### 阅读材料
>>>
Median of Two Sorted Arrays

http://www.lintcode.com/en/problem/median-of-two-sorted-arrays/

Question

There are two sorted arrays A and B of size m and n respectively. Find the median of the two sorted arrays.

Example

Given A=[1,2,3,4,5,6] and B=[2,3,4,5], the median is 3.5.

Given A=[1,2,3] and B=[4,5], the median is 3.

Analysis

参考九章中的解释

对于一个长度为n的已排序数列a,若n为奇数,中位数为a[n / 2 + 1], 若n为偶数,则中位数(a[n / 2] + a[n / 2 + 1]) / 2; 如果我们可以在两个数列中求出第K小的元素,便可以解决该问题; 不妨设数列A元素个数为n,数列B元素个数为m,各自升序排序,求第k小元素; 取A[k / 2] B[k / 2] 比较; 如果 A[k / 2] > B[k / 2] 那么,所求的元素必然不在B的前k / 2个元素中(证明反证法); 反之,必然不在A的前k / 2个元素中,于是我们可以将A或B数列的前k / 2元素删去,求剩下两个数列的; k - k / 2小元素,于是得到了数据规模变小的同类问题,递归解决; 如果 k / 2 大于某数列个数,所求元素必然不在另一数列的前k / 2个元素中,同上操作就好。

相关: Data Stream Median

Solution

class Solution {
    /**
     * @param A: An integer array.
     * @param B: An integer array.
<<<
### 条目摘录
>>>
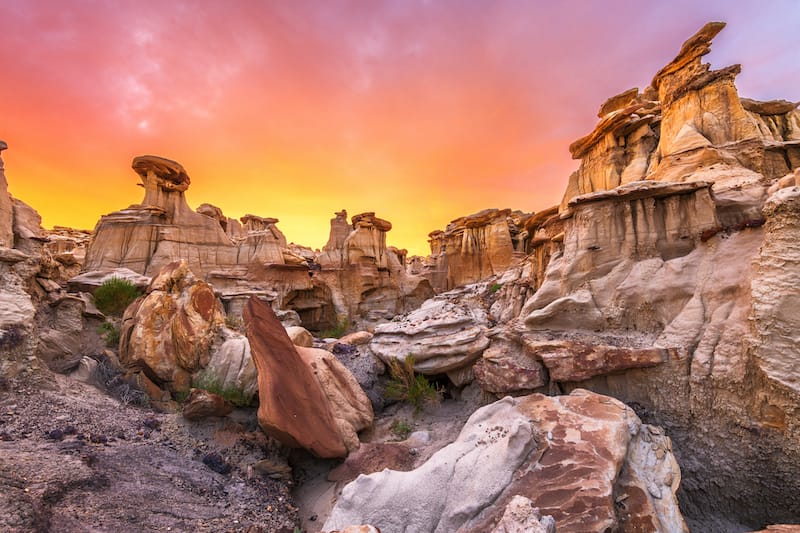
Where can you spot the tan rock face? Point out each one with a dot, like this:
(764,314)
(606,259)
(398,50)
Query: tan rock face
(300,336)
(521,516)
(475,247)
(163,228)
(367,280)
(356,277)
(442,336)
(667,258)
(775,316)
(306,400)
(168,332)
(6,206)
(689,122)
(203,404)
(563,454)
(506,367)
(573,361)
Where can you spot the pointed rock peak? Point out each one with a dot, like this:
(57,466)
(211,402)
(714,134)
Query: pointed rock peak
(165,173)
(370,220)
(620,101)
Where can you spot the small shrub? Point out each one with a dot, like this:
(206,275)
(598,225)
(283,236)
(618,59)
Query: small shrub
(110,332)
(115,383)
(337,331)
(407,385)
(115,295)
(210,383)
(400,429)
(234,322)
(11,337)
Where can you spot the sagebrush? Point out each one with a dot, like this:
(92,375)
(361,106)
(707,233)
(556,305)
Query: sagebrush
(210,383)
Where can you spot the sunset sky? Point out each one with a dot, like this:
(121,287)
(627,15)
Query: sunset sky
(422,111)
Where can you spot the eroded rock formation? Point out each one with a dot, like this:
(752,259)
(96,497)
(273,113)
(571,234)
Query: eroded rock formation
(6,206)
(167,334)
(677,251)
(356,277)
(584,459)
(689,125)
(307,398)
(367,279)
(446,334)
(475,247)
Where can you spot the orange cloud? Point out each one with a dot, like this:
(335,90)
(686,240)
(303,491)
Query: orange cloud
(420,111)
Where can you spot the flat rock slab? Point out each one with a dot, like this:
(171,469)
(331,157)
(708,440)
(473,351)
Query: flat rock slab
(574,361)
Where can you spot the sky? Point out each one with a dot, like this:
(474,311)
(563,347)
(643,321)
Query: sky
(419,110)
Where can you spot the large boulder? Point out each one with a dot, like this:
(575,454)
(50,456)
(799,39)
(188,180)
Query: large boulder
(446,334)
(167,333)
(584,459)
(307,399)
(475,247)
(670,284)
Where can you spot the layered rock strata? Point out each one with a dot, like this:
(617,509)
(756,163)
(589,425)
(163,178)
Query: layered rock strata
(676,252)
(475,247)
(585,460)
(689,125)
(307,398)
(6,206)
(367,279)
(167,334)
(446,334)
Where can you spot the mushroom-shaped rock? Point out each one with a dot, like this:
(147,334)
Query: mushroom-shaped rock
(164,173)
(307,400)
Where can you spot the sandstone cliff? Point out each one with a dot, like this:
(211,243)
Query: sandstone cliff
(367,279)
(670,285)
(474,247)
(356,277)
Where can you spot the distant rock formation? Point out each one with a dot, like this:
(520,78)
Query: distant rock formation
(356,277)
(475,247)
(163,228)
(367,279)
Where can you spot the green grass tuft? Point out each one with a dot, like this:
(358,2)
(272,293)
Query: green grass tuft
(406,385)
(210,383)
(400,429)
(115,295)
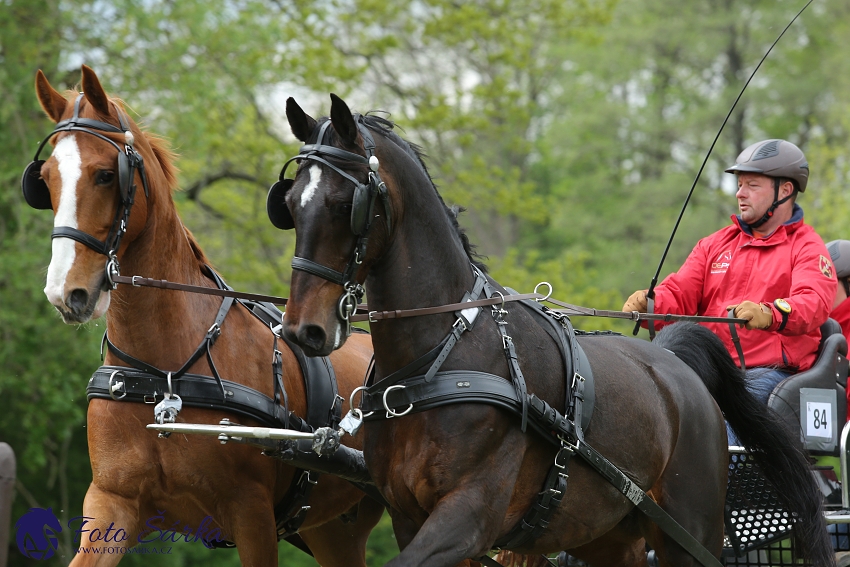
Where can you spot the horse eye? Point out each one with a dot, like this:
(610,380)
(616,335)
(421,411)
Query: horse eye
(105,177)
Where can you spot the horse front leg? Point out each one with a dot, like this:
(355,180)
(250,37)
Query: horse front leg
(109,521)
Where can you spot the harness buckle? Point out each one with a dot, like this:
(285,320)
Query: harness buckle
<<<
### 课堂练习 1
根据阅读材料，比较时若 A[k / 2] > B[k / 2]，所求的第k小元素必然不在哪些元素中？
### 课堂练习 2
从阅读材料中原样摘录一段文字：以含有“Given A=[1,2,3] and”的词句开头，到“大于某数列个数,所求元素必然不在另一数列的前k / 2个元素中,同上操作就好。”结束。

### 参考答案 1
必然不在B的前k / 2个元素中。

### 参考答案 2
Given A=[1,2,3] and B=[4,5], the median is 3.

Analysis

参考九章中的解释

对于一个长度为n的已排序数列a,若n为奇数,中位数为a[n / 2 + 1], 若n为偶数,则中位数(a[n / 2] + a[n / 2 + 1]) / 2; 如果我们可以在两个数列中求出第K小的元素,便可以解决该问题; 不妨设数列A元素个数为n,数列B元素个数为m,各自升序排序,求第k小元素; 取A[k / 2] B[k / 2] 比较; 如果 A[k / 2] > B[k / 2] 那么,所求的元素必然不在B的前k / 2个元素中(证明反证法); 反之,必然不在A的前k / 2个元素中,于是我们可以将A或B数列的前k / 2元素删去,求剩下两个数列的; k - k / 2小元素,于是得到了数据规模变小的同类问题,递归解决; 如果 k / 2 大于某数列个数,所求元素必然不在另一数列的前k / 2个元素中,同上操作就好。